**** Page extract ****

Hopson says that national agreements cannot deliver the savings that the coalition government is determined to impose on the NHS.

He favours setting pay regionally or trust by trust.

His intervention has been timed to stymie a new national agreement on pay and terms and conditions of service for over one million NHS workers, that is being negotiated and which Unison states is close to a deal.

The trade unions are consulting on changes to the Agenda for Change agreement. One of the main modifications is a clearer link between the annual pay increments and performance. The coalition and the bosses want to introduce performance-related pay for nurses, doctors and all NHS workers.

This trend has already seen time and motion men who usually work in factories treating the NHS like one – at hospitals like the Whittington in North London where a time is being set for each staff operation with a view to saving money and making large numbers of staff redundant.

Hopson says the savings proposed in the deal under negotiation are not enough.

He states: ‘Looking to the next five years, the NHS urgently needs a major debate on whether the current approach to pay, terms and conditions is fit for purpose and affordable.’

Hopson targets NHS pay stating that it takes up 60-70% of an average trust’s costs, and safety concerns mean it is difficult to cut staff numbers in the same way as other public services.

He states that the current deal will ‘only’ secure an average hospital annual savings of about £250,000, out of the £11m needed.

He calls the £250,000 ‘a drop in the ocean’ compared to the tsunami that is needed to blow nationally negotiated agreements away along with the strength of the nationally organised unions.

Putting the boot in, Hopson asks: ‘Can the NHS, for example, continue to afford a system that gives 60% of staff a 2% pay increase every year, irrespective of performance, on top of any cost of living increase?’

He adds: ‘Trusts now have a pressing need for the NHS to start discussing the different ways we could set pay, terms and conditions including looking at whether we should set pay nationally, regionally or trust by trust – exactly the same debate as the education service is now having.’ Gove, whom Labour refused to force to resign over the Baccalaureate debacle, is Hopson’s inspiration.

**** Provided material ****

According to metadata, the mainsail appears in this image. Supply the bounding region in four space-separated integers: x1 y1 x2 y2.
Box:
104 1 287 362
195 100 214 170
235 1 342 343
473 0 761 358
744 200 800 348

****

### Tasks to complete
[a] From the NHS pay article, extract the passage from "He states that" to "nationally organised unions.".
[b] Extend the article on NHS pay, picking up after its final sentence.

### Answers per task
[a]
He states that the current deal will ‘only’ secure an average hospital annual savings of about £250,000, out of the £11m needed.

He calls the £250,000 ‘a drop in the ocean’ compared to the tsunami that is needed to blow nationally negotiated agreements away along with the strength of the nationally organised unions.

[b]
Christina McAnea, from Unison, has warned against jeopardising the changes being considered by the unions. ‘If the FTN is saying the current proposals are not enough it puts the whole thing at risk.’

In fact, Hopson is deliberately torpedoing the negotiations! He was supported by Health Minister Dan Poulter who said: ‘Patient care lies at the heart of this. This is why discussions have been about making a much stronger link between providing high quality patient care and annual pay progression – with a much stronger emphasis on behaviours referenced in the NHS Constitution around compassion, dignity and respect.’

The government is now moving in to smash national pay negotiations, to bring in individual contracts and break the NHS trade unions.

It also has plans to turn Academies and Free Schools into state-sponsored but completely private businesses. Again, no doubt, another model for Health Ministers to follow

The coalition also plans to privatise the entire Fire and Rescue Service.

The trade unions must pick up the gauntlet that is being flung down by the government without delay. They must call a general strike to bring down the coalition and bring in a workers government and socialism. This is the only road forward. It must be taken without delay!